§ Excerpted text:
===
"Flight" by Aliana Au (Ernest Mayer)
I find clothing such as the down-filled parka and sheepskin coat a reminder of the strength and will of the individual to exist. Clothing can hold an essence, a residual of the person that wore it. And for my work this provides a fertile ground to explore.
—Aliana Au, artist
The Buhler Gallery's current exhibition, The Spiritual from the Ordinary, explores how ordinary objects and events can take on deeper meaning. The show features works by two major Manitoba artists, Aliana Au and Steve Gouthro.
Au likes to use ordinary objects like clothing and chairs as her starting points. SCENE asked to take us behind one of her aerial works:
Viewers' questions that come up frequently include: how long does it take to complete the painting; why do the clothes seem to be in flight; or what are the checkered patterns doing in my work? The answers to these are uniquely individual.
===
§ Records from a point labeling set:

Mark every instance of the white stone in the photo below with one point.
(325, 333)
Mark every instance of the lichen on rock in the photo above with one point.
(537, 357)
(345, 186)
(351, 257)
===
§ Job A:
Rewrite the stretch of the passage on Aliana Au's work from "I find clothing" through "and Steve Gouthro.", replacing "sheepskin coat" with "wool coat".
§ Job B:
Summarize the passage on Aliana Au's work in two sentences.

§ Full answer A:
I find clothing such as the down-filled parka and wool coat a reminder of the strength and will of the individual to exist. Clothing can hold an essence, a residual of the person that wore it. And for my work this provides a fertile ground to explore.
—Aliana Au, artist
The Buhler Gallery's current exhibition, The Spiritual from the Ordinary, explores how ordinary objects and events can take on deeper meaning. The show features works by two major Manitoba artists, Aliana Au and Steve Gouthro.

§ Full answer B:
The Buhler Gallery's exhibition The Spiritual from the Ordinary explores how ordinary objects and events can take on deeper meaning, and it features works by Manitoba artists Aliana Au and Steve Gouthro. Au uses ordinary objects such as clothing and chairs as starting points, since she finds that clothing can hold a residual of the person who wore it, which gives her fertile ground to explore.